**SHORT EXERCISE:** Copy out, word for word, the lines from the one containing "Provide the segmentation of every instance of the translucent" through the one containing "507), (614, 430)]", both included.

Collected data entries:

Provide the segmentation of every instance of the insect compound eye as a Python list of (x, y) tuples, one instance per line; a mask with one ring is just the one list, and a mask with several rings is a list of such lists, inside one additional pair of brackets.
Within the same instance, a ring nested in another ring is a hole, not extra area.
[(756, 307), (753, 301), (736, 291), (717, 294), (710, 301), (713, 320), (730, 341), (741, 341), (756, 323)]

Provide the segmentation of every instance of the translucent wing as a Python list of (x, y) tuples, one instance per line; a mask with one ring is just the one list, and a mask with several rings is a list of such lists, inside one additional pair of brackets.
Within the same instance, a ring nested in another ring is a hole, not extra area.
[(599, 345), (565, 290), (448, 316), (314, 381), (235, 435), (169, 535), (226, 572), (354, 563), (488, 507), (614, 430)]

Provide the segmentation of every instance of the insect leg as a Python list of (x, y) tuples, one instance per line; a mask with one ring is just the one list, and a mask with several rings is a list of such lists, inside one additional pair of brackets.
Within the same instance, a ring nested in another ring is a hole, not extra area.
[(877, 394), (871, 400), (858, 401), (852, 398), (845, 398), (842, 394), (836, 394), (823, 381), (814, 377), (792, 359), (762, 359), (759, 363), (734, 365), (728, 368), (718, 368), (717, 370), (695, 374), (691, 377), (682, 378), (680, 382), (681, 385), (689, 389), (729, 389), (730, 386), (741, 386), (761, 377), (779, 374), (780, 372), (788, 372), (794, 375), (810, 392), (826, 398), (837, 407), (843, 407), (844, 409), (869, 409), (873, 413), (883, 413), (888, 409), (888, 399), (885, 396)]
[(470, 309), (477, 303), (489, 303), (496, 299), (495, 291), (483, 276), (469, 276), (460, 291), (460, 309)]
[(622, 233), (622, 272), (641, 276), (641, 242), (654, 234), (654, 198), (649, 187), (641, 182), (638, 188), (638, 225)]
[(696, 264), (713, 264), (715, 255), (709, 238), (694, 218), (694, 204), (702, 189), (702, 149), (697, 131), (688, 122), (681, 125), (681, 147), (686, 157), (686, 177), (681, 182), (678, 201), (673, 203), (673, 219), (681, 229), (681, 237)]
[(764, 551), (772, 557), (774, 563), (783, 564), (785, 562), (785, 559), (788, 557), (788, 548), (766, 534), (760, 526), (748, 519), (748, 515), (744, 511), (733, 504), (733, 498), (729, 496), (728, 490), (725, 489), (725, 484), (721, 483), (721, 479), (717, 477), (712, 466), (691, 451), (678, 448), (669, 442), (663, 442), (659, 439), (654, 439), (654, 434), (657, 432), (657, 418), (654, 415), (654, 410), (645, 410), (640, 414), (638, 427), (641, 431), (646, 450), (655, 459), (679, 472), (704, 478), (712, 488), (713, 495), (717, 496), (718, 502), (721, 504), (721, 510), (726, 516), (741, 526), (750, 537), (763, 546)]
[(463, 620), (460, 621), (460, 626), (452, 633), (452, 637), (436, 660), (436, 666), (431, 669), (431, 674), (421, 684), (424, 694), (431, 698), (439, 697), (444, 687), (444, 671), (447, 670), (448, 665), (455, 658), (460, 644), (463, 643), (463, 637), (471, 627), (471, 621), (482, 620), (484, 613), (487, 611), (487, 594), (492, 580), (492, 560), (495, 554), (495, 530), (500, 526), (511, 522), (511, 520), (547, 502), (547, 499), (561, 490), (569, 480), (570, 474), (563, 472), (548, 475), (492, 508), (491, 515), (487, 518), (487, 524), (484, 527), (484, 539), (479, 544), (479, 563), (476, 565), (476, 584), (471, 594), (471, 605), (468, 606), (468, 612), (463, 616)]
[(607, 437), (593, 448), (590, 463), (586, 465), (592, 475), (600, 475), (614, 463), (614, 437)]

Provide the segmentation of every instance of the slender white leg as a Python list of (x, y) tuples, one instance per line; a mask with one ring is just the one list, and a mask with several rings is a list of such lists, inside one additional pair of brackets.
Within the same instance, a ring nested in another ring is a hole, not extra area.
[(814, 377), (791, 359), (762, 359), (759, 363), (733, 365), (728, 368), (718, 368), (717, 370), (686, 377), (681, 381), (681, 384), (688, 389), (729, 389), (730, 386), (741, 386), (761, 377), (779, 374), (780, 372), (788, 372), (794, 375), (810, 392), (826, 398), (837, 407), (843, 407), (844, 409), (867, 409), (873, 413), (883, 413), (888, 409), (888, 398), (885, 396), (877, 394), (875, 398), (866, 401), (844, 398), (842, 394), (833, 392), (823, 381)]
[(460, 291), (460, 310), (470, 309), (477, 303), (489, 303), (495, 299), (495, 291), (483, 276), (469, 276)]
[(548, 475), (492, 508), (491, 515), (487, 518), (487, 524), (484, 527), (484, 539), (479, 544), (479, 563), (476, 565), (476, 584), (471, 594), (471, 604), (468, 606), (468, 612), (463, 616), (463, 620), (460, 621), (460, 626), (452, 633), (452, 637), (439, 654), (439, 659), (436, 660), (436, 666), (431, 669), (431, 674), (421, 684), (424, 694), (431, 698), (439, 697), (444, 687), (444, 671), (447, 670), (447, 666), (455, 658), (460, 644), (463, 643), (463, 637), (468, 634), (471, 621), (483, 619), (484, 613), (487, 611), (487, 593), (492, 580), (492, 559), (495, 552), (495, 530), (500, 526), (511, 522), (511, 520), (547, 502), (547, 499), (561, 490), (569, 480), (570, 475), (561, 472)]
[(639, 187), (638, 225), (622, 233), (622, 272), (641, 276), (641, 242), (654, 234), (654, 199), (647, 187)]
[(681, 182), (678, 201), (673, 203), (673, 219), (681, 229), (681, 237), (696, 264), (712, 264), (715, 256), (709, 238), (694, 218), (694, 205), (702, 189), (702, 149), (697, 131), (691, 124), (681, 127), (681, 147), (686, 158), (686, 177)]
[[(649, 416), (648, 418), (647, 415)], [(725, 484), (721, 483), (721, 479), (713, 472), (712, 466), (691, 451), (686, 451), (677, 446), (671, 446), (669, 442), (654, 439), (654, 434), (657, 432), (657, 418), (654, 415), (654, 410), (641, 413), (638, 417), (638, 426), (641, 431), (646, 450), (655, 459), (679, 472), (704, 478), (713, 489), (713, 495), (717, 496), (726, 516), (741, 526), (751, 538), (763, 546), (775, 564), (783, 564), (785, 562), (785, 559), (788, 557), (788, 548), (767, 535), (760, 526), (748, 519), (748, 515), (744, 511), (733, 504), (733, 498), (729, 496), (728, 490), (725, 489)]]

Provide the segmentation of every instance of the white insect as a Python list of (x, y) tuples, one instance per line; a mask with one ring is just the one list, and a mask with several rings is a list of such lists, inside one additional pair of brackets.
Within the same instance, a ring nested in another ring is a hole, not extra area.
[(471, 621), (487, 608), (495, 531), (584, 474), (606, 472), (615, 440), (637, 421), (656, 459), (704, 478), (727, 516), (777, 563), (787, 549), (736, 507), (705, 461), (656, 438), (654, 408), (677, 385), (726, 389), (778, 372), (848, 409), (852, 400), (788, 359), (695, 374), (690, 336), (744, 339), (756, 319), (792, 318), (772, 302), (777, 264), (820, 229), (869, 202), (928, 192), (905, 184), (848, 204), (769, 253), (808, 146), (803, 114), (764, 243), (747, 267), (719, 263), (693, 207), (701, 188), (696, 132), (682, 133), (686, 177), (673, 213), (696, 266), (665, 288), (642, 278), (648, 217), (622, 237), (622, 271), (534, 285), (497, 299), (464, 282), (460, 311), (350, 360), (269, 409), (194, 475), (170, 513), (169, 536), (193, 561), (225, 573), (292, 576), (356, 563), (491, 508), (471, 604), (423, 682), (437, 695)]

**COMPLETE OUTPUT:**
Provide the segmentation of every instance of the translucent wing as a Python list of (x, y) tuples, one instance per line; a mask with one ring is just the one list, and a mask with several rings is a list of such lists, inside one additional pair of brackets.
Within the same instance, a ring nested in another ring is a hole, not extra area.
[(599, 345), (565, 290), (448, 316), (314, 381), (235, 435), (169, 535), (226, 572), (354, 563), (488, 507), (614, 430)]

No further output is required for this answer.